Records from a collection
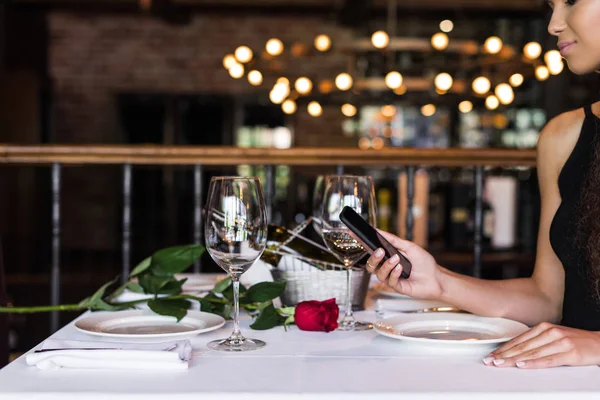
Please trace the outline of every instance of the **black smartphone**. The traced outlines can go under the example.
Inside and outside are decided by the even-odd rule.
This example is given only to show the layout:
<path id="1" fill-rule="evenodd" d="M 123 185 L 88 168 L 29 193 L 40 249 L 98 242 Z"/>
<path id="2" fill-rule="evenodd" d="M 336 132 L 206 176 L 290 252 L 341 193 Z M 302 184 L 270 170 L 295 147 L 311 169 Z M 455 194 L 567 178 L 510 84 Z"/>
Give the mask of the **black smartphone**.
<path id="1" fill-rule="evenodd" d="M 394 254 L 398 254 L 400 265 L 402 266 L 402 274 L 400 276 L 404 279 L 410 277 L 412 264 L 408 258 L 404 257 L 390 242 L 385 240 L 385 238 L 381 236 L 375 228 L 369 225 L 367 221 L 362 219 L 356 211 L 351 207 L 345 206 L 340 213 L 340 220 L 371 250 L 381 247 L 385 251 L 384 260 L 392 258 Z"/>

WHAT IS BEING ASKED:
Set each line of the records down again exactly as it reads. Omit the pictures.

YOUR RESPONSE:
Please trace the outline of every instance of the **black smartphone**. The traced outlines can go under the example.
Inside and outside are decided by the even-odd rule.
This example is given only to show the layout:
<path id="1" fill-rule="evenodd" d="M 123 185 L 88 168 L 29 193 L 40 249 L 98 242 Z"/>
<path id="2" fill-rule="evenodd" d="M 336 132 L 206 176 L 290 252 L 341 193 Z M 302 184 L 270 170 L 295 147 L 311 169 Z M 455 194 L 567 178 L 510 84 Z"/>
Give the mask of the **black smartphone**.
<path id="1" fill-rule="evenodd" d="M 394 254 L 398 254 L 400 265 L 402 266 L 402 274 L 400 276 L 404 279 L 410 277 L 412 264 L 408 258 L 404 257 L 390 242 L 385 240 L 385 238 L 381 236 L 375 228 L 369 225 L 367 221 L 362 219 L 356 211 L 351 207 L 345 206 L 340 213 L 340 220 L 371 250 L 381 247 L 385 251 L 384 260 L 392 258 Z"/>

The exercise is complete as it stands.